[To be done] Please convert the part of the material below that opens with the line containing "Expected: one point per instance of the dark stage" and closes with the line containing "x=552 y=531" into a numbered list, both of those lines included. Skip blank lines, and leave the pictures out of the answer.

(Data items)
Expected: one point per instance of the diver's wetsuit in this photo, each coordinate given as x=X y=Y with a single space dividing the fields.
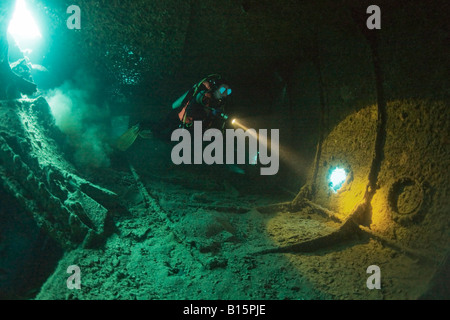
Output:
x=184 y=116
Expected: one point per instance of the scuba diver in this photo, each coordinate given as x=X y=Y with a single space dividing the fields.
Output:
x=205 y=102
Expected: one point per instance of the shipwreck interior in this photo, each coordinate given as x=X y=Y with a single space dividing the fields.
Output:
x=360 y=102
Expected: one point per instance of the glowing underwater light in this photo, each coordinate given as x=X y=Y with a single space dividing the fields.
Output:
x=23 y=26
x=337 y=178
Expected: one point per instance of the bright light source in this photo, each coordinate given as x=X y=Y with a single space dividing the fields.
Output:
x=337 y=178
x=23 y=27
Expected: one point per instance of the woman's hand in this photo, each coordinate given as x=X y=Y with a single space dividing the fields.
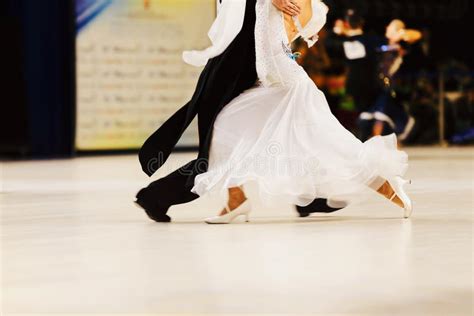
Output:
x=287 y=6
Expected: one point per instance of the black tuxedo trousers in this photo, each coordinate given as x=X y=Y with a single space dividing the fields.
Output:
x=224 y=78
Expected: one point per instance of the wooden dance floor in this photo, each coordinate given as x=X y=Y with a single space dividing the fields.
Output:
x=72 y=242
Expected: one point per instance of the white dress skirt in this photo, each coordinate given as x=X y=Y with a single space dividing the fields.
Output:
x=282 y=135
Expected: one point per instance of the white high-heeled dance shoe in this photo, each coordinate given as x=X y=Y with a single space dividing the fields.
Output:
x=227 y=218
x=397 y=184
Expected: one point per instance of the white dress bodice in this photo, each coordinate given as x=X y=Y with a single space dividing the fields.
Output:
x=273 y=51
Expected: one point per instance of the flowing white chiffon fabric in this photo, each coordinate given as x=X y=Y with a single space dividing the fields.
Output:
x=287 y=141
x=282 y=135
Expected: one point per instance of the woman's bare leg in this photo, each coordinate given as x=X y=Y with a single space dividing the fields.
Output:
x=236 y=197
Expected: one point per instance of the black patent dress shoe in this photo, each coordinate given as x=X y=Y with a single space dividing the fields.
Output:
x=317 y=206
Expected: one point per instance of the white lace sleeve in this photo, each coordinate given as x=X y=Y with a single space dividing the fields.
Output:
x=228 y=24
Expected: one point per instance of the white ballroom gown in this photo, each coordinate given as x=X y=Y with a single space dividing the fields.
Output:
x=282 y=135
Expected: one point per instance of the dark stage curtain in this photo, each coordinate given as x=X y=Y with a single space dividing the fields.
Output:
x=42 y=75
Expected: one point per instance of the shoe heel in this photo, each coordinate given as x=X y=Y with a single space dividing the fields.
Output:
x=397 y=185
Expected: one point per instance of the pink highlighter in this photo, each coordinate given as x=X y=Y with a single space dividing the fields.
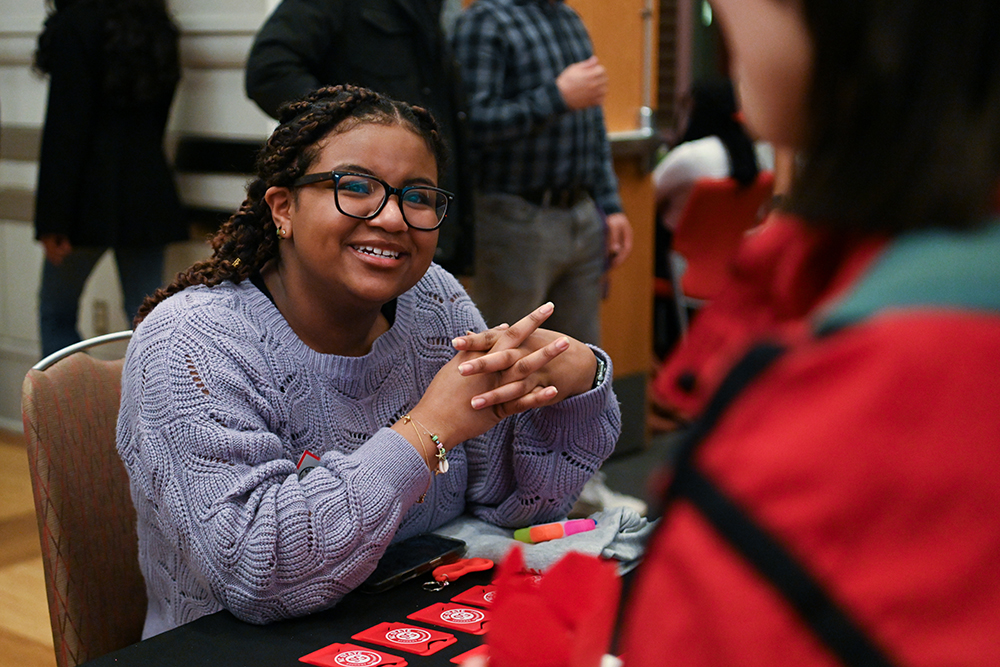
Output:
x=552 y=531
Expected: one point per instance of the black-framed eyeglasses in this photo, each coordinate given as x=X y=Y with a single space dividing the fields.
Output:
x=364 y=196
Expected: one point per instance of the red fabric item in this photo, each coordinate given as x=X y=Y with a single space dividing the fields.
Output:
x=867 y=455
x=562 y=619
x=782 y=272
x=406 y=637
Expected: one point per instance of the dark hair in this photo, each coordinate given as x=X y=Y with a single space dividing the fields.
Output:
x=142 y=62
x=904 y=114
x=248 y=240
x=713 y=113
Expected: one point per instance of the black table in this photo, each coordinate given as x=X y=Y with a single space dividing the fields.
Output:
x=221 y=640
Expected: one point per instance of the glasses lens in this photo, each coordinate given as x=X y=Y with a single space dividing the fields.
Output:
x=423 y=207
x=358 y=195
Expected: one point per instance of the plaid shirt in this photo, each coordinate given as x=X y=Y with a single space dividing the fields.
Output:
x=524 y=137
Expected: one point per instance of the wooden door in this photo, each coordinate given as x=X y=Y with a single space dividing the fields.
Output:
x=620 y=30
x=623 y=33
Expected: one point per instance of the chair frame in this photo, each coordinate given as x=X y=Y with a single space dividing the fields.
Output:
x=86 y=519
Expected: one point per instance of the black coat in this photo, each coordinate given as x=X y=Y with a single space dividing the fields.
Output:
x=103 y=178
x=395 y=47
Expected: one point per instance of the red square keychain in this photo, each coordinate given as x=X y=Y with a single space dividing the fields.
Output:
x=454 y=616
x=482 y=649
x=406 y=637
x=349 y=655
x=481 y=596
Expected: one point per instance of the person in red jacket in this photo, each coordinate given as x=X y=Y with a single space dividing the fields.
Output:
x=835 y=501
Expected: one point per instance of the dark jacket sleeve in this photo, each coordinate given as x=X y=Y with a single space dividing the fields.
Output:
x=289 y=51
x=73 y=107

[Task output]
1. Expected: one point per instance of the dark stage curtain in this photo, each coordinate given as x=X y=Y with a single space dividing the fields.
2. Output:
3. x=42 y=75
4. Expected: one point per instance of the shoe heel in this photo, each coordinate given as x=X y=Y with a single space dividing the fields.
5. Output:
6. x=397 y=185
7. Expected: one point per instance of the pink highlighter in this photo, each coordinate given as x=X y=Y with a single space dividing the fields.
8. Output:
9. x=552 y=531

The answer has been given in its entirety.